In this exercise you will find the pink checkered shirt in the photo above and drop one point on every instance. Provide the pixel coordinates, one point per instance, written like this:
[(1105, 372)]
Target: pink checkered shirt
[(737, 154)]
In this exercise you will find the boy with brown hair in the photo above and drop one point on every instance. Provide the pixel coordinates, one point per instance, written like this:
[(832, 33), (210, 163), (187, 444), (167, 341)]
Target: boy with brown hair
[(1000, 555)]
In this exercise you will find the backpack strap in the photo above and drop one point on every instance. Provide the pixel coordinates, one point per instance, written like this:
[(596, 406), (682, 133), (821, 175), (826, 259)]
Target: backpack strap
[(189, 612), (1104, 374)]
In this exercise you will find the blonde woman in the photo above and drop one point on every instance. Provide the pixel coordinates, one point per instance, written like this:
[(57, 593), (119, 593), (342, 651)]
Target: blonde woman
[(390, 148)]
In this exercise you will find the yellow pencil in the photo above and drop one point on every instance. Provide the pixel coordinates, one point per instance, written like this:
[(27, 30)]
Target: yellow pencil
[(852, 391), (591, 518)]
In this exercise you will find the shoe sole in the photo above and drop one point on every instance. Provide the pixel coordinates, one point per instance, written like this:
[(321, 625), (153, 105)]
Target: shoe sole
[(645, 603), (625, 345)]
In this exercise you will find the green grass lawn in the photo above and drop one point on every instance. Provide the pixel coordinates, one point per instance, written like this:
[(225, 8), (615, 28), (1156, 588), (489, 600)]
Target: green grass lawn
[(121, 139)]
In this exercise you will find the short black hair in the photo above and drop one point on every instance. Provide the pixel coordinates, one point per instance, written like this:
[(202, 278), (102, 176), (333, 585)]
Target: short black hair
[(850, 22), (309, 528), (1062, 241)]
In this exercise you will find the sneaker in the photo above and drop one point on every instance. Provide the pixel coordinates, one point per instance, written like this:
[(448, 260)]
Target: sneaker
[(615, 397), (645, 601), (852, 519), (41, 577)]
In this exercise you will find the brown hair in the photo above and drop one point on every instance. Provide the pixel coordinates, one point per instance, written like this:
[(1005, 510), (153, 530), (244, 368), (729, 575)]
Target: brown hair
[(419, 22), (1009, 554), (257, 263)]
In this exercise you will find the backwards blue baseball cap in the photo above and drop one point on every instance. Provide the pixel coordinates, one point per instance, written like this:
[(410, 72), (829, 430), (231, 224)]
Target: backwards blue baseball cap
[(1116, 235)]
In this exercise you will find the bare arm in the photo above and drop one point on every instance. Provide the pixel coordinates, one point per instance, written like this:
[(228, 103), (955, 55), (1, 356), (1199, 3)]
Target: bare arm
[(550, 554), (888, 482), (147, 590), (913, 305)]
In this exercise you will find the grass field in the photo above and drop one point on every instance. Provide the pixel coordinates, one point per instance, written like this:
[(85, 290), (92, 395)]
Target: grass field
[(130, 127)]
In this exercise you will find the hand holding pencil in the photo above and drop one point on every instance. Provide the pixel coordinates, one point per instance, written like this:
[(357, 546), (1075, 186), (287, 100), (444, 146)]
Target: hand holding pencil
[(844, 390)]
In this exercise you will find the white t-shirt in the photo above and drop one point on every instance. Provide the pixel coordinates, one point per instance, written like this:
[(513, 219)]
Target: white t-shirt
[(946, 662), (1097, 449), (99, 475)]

******

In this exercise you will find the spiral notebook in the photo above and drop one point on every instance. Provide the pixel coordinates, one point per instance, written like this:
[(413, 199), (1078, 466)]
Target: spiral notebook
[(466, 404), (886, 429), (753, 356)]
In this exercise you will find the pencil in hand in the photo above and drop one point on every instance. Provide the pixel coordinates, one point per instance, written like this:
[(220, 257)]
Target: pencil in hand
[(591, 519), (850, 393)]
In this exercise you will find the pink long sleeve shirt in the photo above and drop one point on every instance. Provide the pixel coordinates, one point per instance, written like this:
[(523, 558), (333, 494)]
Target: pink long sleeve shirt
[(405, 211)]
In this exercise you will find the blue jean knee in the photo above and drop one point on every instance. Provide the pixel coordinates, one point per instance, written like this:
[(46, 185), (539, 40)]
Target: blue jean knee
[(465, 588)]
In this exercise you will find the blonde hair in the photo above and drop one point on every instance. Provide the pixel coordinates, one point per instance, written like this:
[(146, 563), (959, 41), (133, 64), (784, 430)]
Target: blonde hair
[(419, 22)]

******

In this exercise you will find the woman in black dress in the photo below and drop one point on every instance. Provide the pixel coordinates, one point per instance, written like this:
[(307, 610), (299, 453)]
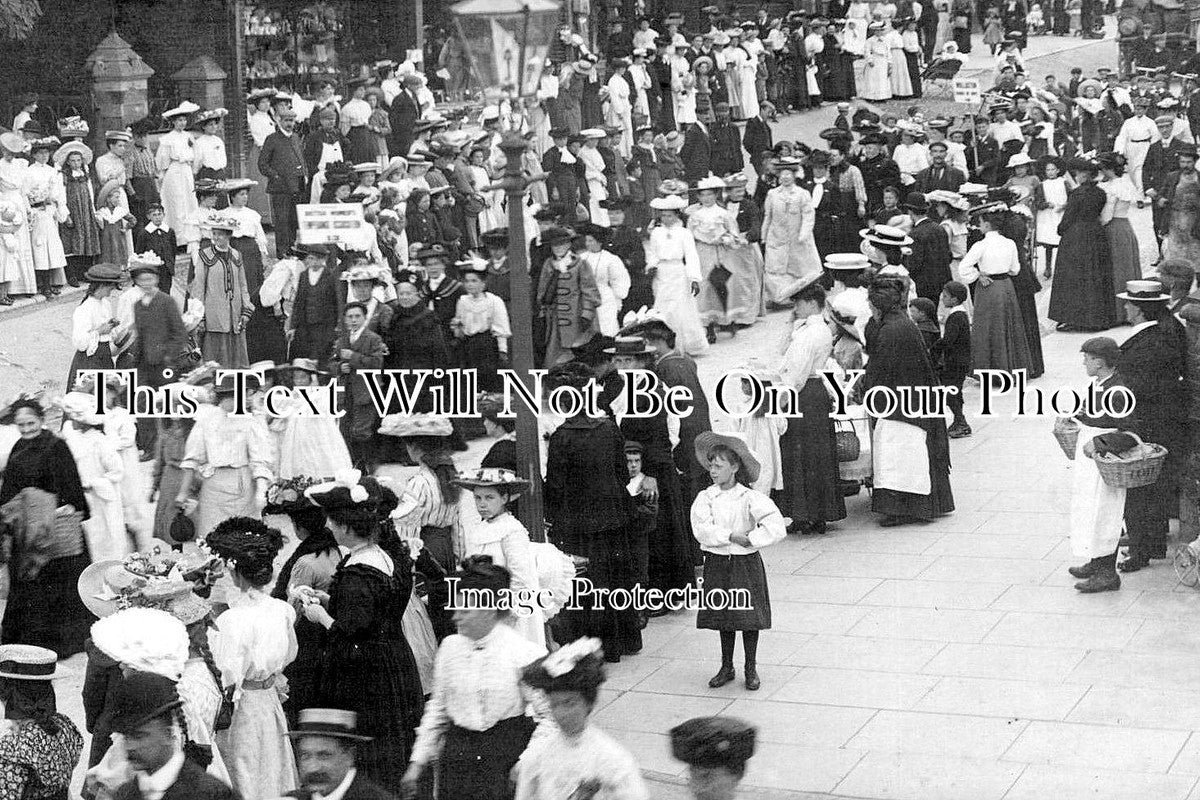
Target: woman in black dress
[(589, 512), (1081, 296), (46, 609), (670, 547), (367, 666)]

******

▶ **PROBLEM STATEMENT**: Reproduce the entries from the line containing "In this exercise you will find the short" through the line containing "[(850, 22), (309, 528), (1062, 241)]", unchanged.

▶ **SOLUTION TO THIS TASK**:
In this exercise you will find the short black hair in the photo above and drop one point on every instance. Provide the pixel coordinates, one point per instance, written like this:
[(202, 278), (102, 176), (333, 585)]
Target: short black hair
[(850, 22), (309, 528), (1062, 241)]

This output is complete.